**WORK TO COMPLETE:** Give back all the records below, unaltered.

**PROVIDED DATA:**
━━━━━━━━

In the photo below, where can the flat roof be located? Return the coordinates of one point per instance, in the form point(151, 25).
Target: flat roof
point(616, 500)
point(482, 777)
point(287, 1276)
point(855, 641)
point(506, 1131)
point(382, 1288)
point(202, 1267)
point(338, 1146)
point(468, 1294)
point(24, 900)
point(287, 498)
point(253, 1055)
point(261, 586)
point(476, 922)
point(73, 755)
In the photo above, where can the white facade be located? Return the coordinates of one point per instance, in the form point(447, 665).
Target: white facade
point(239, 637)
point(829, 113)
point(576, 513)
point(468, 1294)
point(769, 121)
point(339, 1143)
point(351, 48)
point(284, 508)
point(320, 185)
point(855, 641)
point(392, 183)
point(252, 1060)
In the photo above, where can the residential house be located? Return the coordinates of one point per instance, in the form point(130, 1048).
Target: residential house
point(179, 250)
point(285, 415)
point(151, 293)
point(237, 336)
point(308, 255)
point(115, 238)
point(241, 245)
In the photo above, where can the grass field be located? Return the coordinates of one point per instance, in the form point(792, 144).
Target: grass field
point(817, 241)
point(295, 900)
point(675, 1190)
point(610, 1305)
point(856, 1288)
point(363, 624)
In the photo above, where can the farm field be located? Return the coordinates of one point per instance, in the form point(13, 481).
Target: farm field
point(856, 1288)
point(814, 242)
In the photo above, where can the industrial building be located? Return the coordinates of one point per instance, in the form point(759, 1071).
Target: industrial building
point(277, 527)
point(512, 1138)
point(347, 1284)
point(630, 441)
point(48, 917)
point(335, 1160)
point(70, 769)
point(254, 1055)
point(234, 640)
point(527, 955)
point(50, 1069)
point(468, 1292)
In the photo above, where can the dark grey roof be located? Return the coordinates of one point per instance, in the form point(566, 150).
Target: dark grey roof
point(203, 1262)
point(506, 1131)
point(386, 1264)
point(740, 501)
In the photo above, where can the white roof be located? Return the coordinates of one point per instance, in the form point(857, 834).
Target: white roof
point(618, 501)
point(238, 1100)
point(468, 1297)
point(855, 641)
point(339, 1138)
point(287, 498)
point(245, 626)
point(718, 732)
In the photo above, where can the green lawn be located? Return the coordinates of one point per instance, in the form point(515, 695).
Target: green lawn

━━━━━━━━

**WRITTEN SOLUTION:**
In the photo below, where can the flat roof be located? Return the coordinates of one point per instance, in the form point(151, 25).
Target: flat roof
point(616, 500)
point(482, 777)
point(287, 1276)
point(855, 641)
point(506, 1131)
point(382, 1288)
point(202, 1267)
point(338, 1146)
point(468, 1294)
point(24, 900)
point(287, 498)
point(253, 1055)
point(261, 586)
point(476, 922)
point(73, 755)
In the photo above, where can the white facade be located? Return the coordinates of one point per instance, in the form point(447, 665).
Target: white facade
point(239, 637)
point(829, 113)
point(576, 513)
point(468, 1294)
point(769, 121)
point(339, 1143)
point(351, 48)
point(284, 508)
point(320, 185)
point(855, 641)
point(392, 183)
point(252, 1060)
In the photo above, where can the residential house be located? Return the coordinates of one point per instance, in the form point(130, 1048).
Target: residential house
point(179, 250)
point(285, 415)
point(151, 293)
point(237, 336)
point(308, 255)
point(115, 238)
point(241, 245)
In the photo above, where can the grass field be located? Return the coordinates of one point per instance, in the form point(792, 144).
Target: grass field
point(817, 241)
point(295, 900)
point(675, 1190)
point(610, 1305)
point(856, 1288)
point(363, 624)
In the photo above, where can the farm field be located? Return the coordinates of one point per instance, in the form point(13, 481).
Target: farm field
point(856, 1288)
point(814, 242)
In the photo above, where can the industrial building be located? Return the coordinates of one point per instance, in the form point(759, 1071).
Target: industrial building
point(277, 527)
point(512, 1138)
point(347, 1284)
point(630, 441)
point(48, 917)
point(335, 1160)
point(70, 769)
point(254, 1055)
point(234, 640)
point(527, 955)
point(50, 1069)
point(468, 1292)
In the photo above, where can the dark grey roof be located? Return the coordinates of one point per instance, in the form point(566, 150).
Target: dark grey roof
point(203, 1262)
point(506, 1131)
point(386, 1264)
point(740, 501)
In the photo above, where can the white roof be located? Return the coordinates of one point per instance, in the form point(857, 834).
Target: white roof
point(618, 501)
point(238, 1100)
point(468, 1297)
point(855, 641)
point(339, 1138)
point(287, 498)
point(245, 626)
point(718, 732)
In the photo above, where can the green lawn be located? Return the coordinates of one point per instance, in the form point(515, 695).
Target: green lawn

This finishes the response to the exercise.